最近在学习 Intel 的 igb kernel driver 的 Rx page reuse 部分,学习结束作一个总结。可能文章的内容会有一些不准确的地方,望指正。
page reuse 就是通过在初始的时候分配(num_rx_desc - 1)个 page,之后 reuse,这样就不用像以前一样一直 alloc skb,可以实现优化。当然,在 reuse fail 的时候,还是需要重新 alloc 的。该部分代码在igb_poll => igb_clean_rx_irq => igb_fetch_rx_buffer
driver 的 tx 和 rx 各自是一个 ring,包含 next_to_use 和 next_to_clean,这部分内容可以参考这篇文章学习一下网卡驱动收发包过程,我后面的画图分析也有参考它。而 igb 里面为了 page reuse 又引入了一个 next_to_alloc。这三个变量需要注意,是核心。如果想要快速了解 page reuse,可以直接从目录看翻转页面和流程图示。
首先看一下 igb_rx_buffer,这个结构比较简单,主要是 dma、page 和 page_offset。这里面比较关键的就是 page_offset,这是用来定位所使用的 buffer 的位置的,后续也用得到。这里有一个CONFIG_IGB_DISABLE_PACKET_SPLIT,这个是 not defined 的,后续也有涉及,需要注意。
struct igb_rx_buffer {
dma_addr_t dma;
#ifdef CONFIG_IGB_DISABLE_PACKET_SPLIT
struct sk_buff *skb;
#else
struct page *page;
u32 page_offset;
#endif
};
这个函数是 rx 的处理函数,即收包过程,只是简单的提一下,毕竟不是本文的重点。
/* igb_clean_rx_irq -- * packet split */
static bool igb_clean_rx_irq(struct igb_q_vector *q_vector, int budget)
{
struct igb_ring *rx_ring = q_vector->rx.ring;
struct sk_buff *skb = rx_ring->skb;
unsigned int total_bytes = 0, total_packets = 0;
//igb_desc_unused return ((ntc > ntu) ? 0 : ring->count) + ntc - ntu - 1;
//这里面的 ring->count 就是 desc num,cleaned_count 就是 hw 没有使用、需要 clean 的 desc 数目
//next_to_use 的 use 是指没有填充过数据包即将使用的 desc,
//next_to_clean 的 clean是指已经填充过数据包,并且已经将数据送往协议栈后,需要处理的 desc
u16 cleaned_count = igb_desc_unused(rx_ring);
do {
union e1000_adv_rx_desc *rx_desc;
/* return some buffers to hardware, one at a time is too slow */
//如果需要 clean 的 desc 超过了阈值,那么先 clean 一下,返还一些 buffer 给 hw
if (cleaned_count >= IGB_RX_BUFFER_WRITE) {
igb_alloc_rx_buffers(rx_ring, cleaned_count);
cleaned_count = 0;
}
//这里给到 next_to_clean
rx_desc = IGB_RX_DESC(rx_ring, rx_ring->next_to_clean);
if (!igb_test_staterr(rx_desc, E1000_RXD_STAT_DD))
break;
/* * This memory barrier is needed to keep us from reading * any other fields out of the rx_desc until we know the * RXD_STAT_DD bit is set */
rmb();
/* retrieve a buffer from the ring */
//把这个 next_to_clean 指向的 desc 给到 igb_fetch_rx_buffer,用于 reuse,也就是 retrieve
skb = igb_fetch_rx_buffer(rx_ring, rx_desc, skb);
/* exit if we failed to retrieve a buffer */
if (!skb)

□ □ □

- _书面练习 A_
请找出下方记录中所有含有字符串“framed”的行,并逐行照录,须区分大小写。

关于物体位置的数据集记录
□ □ □

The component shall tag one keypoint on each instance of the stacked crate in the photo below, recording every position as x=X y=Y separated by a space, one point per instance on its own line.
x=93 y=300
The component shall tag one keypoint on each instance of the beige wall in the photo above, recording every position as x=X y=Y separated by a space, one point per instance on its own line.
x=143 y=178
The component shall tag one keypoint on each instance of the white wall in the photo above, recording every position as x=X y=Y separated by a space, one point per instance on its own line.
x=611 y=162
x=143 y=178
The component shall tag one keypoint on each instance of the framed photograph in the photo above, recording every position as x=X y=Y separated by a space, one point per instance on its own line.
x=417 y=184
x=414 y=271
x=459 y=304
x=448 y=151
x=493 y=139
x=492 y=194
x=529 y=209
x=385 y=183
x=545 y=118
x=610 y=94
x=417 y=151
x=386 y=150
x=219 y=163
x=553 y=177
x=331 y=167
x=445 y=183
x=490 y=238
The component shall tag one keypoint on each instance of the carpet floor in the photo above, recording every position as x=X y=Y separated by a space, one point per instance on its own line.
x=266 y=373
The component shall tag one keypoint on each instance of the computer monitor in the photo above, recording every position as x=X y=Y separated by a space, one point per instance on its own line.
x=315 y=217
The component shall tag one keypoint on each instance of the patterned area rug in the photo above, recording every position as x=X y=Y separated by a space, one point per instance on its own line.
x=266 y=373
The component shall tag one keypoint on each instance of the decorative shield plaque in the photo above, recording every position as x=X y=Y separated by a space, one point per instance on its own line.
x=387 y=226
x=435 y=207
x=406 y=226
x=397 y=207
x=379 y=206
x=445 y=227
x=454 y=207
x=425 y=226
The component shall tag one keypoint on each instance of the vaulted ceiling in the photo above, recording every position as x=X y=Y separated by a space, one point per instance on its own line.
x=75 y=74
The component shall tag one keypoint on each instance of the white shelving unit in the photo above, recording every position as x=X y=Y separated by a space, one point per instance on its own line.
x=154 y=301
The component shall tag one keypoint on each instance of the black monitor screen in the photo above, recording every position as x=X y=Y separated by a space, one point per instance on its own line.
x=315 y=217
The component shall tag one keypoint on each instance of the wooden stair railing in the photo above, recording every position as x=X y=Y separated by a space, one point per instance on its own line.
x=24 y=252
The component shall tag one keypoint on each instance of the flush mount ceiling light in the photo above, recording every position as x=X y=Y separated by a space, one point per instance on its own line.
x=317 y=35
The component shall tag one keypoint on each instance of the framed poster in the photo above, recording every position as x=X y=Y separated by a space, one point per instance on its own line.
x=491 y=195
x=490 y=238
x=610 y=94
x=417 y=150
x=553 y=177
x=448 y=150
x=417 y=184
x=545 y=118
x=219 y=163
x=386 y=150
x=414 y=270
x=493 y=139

□ □ □

- _书面练习 B_
请将上方 igb 驱动 Rx page reuse 一文中自“首先看一下 igb_rx_buffer,这个结构比较简单,主要是 dma、page”起至“not defined 的,后续也有涉及,需要注意。”止的一段逐字抄录。

- _正确答案 A_
The component shall tag one keypoint on each instance of the framed photograph in the photo above, recording every position as x=X y=Y separated by a space, one point per instance on its own line.
The component shall tag one keypoint on each instance of the framed poster in the photo above, recording every position as x=X y=Y separated by a space, one point per instance on its own line.

- _正确答案 B_
首先看一下 igb_rx_buffer,这个结构比较简单,主要是 dma、page 和 page_offset。这里面比较关键的就是 page_offset,这是用来定位所使用的 buffer 的位置的,后续也用得到。这里有一个CONFIG_IGB_DISABLE_PACKET_SPLIT,这个是 not defined 的,后续也有涉及,需要注意。